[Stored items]
####################
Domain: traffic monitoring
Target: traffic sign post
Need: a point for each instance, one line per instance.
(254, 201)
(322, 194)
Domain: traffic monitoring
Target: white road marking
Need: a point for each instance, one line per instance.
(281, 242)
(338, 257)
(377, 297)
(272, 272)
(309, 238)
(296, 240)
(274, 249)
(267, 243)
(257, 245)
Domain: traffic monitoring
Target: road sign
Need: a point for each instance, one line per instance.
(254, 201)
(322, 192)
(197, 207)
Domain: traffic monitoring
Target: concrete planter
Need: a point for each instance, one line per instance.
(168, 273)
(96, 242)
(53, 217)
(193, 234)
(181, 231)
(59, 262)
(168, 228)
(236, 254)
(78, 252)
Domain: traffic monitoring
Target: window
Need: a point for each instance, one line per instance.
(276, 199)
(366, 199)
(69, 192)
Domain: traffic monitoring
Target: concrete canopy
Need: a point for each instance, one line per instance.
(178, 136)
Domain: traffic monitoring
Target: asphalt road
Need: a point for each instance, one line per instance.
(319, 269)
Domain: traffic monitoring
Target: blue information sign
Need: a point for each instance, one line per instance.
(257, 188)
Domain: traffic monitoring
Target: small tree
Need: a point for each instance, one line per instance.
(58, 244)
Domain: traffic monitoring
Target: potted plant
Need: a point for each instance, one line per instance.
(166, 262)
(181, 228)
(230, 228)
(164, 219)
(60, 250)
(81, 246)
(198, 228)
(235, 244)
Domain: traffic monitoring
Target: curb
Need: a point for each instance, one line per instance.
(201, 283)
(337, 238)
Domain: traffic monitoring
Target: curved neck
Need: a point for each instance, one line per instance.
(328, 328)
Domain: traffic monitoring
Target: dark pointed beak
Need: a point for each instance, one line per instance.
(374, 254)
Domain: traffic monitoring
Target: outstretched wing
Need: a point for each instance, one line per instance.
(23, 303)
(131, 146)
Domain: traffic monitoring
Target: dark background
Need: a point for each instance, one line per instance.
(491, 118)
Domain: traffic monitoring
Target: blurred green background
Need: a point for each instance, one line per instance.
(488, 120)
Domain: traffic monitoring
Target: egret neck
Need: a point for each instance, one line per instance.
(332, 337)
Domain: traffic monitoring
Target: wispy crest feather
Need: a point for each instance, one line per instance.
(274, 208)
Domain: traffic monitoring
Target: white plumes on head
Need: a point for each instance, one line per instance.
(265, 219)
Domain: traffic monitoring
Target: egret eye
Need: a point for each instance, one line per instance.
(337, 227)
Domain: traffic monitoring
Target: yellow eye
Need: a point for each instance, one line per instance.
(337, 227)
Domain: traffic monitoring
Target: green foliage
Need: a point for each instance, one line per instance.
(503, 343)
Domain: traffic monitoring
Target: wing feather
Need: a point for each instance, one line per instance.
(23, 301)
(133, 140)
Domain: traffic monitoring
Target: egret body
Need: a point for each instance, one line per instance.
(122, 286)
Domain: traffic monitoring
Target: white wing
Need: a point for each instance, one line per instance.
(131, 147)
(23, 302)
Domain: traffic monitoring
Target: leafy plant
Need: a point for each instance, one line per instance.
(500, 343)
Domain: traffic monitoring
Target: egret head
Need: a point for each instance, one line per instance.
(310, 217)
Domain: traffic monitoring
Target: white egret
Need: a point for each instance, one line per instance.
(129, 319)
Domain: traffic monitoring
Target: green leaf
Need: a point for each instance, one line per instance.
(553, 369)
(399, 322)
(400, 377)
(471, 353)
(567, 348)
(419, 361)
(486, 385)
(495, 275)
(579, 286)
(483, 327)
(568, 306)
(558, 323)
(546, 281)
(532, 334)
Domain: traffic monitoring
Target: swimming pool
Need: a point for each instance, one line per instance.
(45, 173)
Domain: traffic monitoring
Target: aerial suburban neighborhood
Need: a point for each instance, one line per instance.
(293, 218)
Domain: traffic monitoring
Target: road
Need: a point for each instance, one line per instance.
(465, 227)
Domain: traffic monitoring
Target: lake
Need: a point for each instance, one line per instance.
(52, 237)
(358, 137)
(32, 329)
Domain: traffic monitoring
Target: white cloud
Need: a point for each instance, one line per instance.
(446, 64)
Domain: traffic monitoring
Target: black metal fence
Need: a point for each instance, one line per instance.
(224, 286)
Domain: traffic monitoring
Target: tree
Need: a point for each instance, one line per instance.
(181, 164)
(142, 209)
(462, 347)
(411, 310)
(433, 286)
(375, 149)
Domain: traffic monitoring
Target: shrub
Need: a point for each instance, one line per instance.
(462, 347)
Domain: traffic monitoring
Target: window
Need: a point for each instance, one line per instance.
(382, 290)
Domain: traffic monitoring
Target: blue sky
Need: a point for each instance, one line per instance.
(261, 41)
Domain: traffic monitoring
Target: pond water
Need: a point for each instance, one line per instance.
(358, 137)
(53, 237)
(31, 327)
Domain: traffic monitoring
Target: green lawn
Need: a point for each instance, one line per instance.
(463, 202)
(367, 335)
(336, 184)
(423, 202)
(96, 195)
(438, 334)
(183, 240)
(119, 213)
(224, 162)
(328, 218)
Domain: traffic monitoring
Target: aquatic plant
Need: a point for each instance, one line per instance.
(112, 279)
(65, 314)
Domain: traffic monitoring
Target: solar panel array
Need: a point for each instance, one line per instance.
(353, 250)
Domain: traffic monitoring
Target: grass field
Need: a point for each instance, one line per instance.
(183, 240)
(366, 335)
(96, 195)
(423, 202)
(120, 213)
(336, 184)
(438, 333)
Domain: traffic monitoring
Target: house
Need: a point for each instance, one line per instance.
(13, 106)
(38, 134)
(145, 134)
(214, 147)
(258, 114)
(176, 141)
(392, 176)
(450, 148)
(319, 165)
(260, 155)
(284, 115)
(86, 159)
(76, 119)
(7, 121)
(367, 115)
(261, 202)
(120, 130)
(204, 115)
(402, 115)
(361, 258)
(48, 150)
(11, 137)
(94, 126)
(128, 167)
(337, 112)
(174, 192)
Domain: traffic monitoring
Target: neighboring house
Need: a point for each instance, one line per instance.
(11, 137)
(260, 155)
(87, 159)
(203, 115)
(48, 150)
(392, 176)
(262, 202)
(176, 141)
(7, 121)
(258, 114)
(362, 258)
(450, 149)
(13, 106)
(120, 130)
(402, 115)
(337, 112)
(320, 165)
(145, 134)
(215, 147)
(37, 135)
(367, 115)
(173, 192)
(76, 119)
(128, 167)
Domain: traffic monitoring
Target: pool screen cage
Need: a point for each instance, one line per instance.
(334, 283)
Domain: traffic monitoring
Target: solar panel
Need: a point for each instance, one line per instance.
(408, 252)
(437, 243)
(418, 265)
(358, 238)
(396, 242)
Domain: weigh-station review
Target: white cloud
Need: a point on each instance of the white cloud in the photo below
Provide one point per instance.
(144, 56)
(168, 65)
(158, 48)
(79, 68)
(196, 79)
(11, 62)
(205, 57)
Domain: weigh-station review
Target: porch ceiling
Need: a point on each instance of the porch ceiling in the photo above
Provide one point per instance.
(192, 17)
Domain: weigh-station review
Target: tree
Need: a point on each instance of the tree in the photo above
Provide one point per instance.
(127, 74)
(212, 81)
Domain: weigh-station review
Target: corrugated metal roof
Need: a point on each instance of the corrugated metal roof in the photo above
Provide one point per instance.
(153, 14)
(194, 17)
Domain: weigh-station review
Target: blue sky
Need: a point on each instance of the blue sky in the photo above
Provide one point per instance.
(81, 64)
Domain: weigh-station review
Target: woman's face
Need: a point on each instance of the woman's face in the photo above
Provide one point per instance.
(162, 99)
####################
## Exercise directions
Scanning the data above, copy out every line where "face" is found.

## Solved problem
Target: woman's face
Need: a point on each instance of the woman's face in the photo above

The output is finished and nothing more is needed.